Boundary labeling lines:
-=-=-=-=-

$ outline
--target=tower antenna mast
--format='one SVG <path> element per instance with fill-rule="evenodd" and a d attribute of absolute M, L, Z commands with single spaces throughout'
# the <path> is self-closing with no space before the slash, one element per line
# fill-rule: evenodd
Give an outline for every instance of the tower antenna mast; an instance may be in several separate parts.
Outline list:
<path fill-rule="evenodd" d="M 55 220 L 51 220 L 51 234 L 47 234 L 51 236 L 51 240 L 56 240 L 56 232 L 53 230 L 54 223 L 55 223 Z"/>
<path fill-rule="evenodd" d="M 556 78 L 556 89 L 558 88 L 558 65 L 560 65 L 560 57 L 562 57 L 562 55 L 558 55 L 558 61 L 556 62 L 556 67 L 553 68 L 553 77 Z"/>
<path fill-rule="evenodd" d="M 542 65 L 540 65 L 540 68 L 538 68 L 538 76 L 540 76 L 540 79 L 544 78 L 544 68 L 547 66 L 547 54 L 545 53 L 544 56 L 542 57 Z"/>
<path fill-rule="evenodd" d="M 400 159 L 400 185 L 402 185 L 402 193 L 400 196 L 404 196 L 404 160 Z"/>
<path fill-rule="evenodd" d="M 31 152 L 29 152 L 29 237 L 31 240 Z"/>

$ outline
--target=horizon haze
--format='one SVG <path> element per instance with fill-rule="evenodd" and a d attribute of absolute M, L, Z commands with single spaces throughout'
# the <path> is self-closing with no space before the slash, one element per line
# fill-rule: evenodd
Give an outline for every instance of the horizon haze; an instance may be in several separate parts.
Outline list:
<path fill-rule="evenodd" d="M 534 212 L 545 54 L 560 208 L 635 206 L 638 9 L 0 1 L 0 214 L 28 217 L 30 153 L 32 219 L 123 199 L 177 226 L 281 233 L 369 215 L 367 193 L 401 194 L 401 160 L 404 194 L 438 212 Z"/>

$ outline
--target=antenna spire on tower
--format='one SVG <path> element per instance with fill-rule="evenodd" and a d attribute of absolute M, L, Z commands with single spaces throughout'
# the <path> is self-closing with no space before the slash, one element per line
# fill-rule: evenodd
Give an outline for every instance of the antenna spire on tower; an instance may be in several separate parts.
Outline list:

-=-=-=-=-

▶ **GOAL OF THE EXERCISE**
Retype these lines exactly as they are.

▶ **RESPONSE TO THE EXERCISE**
$ outline
--target=tower antenna mast
--format='one SVG <path> element per instance with fill-rule="evenodd" and a d attribute of absolute M, L, Z commands with single spaces throughout'
# the <path> is self-closing with no space before the slash, one element per line
# fill-rule: evenodd
Give an outline for every instance of the tower antenna mast; an instance may be in several separate parts.
Outline list:
<path fill-rule="evenodd" d="M 55 220 L 51 220 L 51 234 L 47 234 L 51 236 L 51 240 L 56 240 L 56 232 L 53 230 L 54 223 L 55 223 Z"/>
<path fill-rule="evenodd" d="M 556 78 L 556 89 L 558 88 L 558 65 L 560 65 L 560 57 L 562 57 L 562 55 L 558 55 L 558 61 L 556 62 L 556 67 L 553 68 L 553 77 Z"/>
<path fill-rule="evenodd" d="M 542 65 L 540 65 L 540 68 L 538 68 L 538 76 L 540 76 L 540 79 L 544 78 L 544 68 L 547 66 L 547 54 L 545 53 L 544 56 L 542 57 Z"/>
<path fill-rule="evenodd" d="M 400 159 L 400 185 L 402 185 L 402 193 L 400 196 L 404 196 L 404 160 Z"/>
<path fill-rule="evenodd" d="M 31 152 L 29 152 L 29 237 L 31 240 Z"/>

$ outline
--target=horizon haze
--format='one SVG <path> element per instance with fill-rule="evenodd" and a d attribute of absolute M, L, Z commands with single spaces throughout'
# the <path> is self-closing with no space before the slash, one element per line
# fill-rule: evenodd
Give an outline for every instance of the horizon haze; an instance may be in several separate parts.
Outline list:
<path fill-rule="evenodd" d="M 534 212 L 545 54 L 560 208 L 635 206 L 638 9 L 0 1 L 0 214 L 28 217 L 30 153 L 32 219 L 123 199 L 177 226 L 281 233 L 369 215 L 367 193 L 401 194 L 401 160 L 404 194 L 438 212 Z"/>

$ outline
--target=antenna spire on tower
--format='one SVG <path> element per instance with fill-rule="evenodd" and a d attribute of absolute M, L, Z commands with single spaces throughout'
# the <path> is self-closing with no space before the slash, one element per line
# fill-rule: evenodd
Give an outline for every instance of the antenna spire on tower; an instance may be in several separate parts.
Outline list:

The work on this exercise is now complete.